◆ To do
Write out each line of the material below exactly as it appears.

⟨

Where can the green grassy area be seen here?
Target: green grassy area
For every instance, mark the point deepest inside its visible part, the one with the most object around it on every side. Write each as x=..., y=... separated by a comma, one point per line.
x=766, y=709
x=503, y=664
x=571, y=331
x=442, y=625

⟩

◆ The answer
Where can the green grassy area be seen here?
Target: green grassy area
For every instance, mark the point deepest inside its visible part, the one with the most object around it on every side. Write each as x=..., y=... separated by a comma, one point per line.
x=766, y=709
x=503, y=664
x=571, y=331
x=442, y=625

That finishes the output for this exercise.